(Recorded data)
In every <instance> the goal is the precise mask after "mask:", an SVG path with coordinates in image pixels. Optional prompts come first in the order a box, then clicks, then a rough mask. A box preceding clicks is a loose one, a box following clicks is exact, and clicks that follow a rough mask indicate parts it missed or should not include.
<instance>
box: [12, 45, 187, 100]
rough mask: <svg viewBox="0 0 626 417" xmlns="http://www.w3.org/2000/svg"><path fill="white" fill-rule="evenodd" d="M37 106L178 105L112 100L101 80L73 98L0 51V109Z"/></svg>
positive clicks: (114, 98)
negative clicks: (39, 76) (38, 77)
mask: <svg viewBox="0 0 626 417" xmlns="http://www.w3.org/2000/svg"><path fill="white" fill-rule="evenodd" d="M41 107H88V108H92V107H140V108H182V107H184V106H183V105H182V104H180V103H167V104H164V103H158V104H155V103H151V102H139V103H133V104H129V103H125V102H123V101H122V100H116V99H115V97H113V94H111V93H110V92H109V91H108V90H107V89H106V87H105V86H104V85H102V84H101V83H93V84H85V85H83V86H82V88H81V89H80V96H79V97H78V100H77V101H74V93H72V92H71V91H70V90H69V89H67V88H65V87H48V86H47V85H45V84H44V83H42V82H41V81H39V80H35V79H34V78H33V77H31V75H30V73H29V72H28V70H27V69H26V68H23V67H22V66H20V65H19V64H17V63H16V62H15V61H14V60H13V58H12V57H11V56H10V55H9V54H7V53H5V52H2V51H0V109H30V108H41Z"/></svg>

> **PROBLEM TO SOLVE**:
Copy every record above exactly as it is.

> **EXERCISE RESPONSE**:
In every <instance> the goal is the precise mask after "mask:", an SVG path with coordinates in image pixels. Optional prompts come first in the order a box, then clicks, then a rough mask. A box preceding clicks is a loose one, a box following clicks is exact, and clicks that follow a rough mask indicate parts it missed or should not include.
<instance>
box: [12, 45, 187, 100]
rough mask: <svg viewBox="0 0 626 417" xmlns="http://www.w3.org/2000/svg"><path fill="white" fill-rule="evenodd" d="M37 106L178 105L112 100L101 80L73 98L0 51V109Z"/></svg>
positive clicks: (114, 98)
negative clicks: (39, 76) (38, 77)
mask: <svg viewBox="0 0 626 417" xmlns="http://www.w3.org/2000/svg"><path fill="white" fill-rule="evenodd" d="M41 107H88V108H92V107H140V108H182V107H184V106H183V105H182V104H180V103H167V104H164V103H158V104H155V103H151V102H139V103H133V104H129V103H125V102H123V101H122V100H116V99H115V97H113V94H111V93H110V92H109V91H108V90H107V89H106V87H105V86H104V85H102V84H101V83H93V84H85V85H83V86H82V88H81V89H80V96H79V97H78V100H77V101H74V93H72V92H71V91H70V90H69V89H67V88H65V87H48V86H47V85H45V84H44V83H42V82H41V81H39V80H35V79H34V78H33V77H31V75H30V73H29V72H28V70H27V69H26V68H23V67H22V66H20V65H19V64H17V63H16V62H15V61H14V60H13V58H12V57H11V56H10V55H9V54H7V53H5V52H2V51H0V109H30V108H41Z"/></svg>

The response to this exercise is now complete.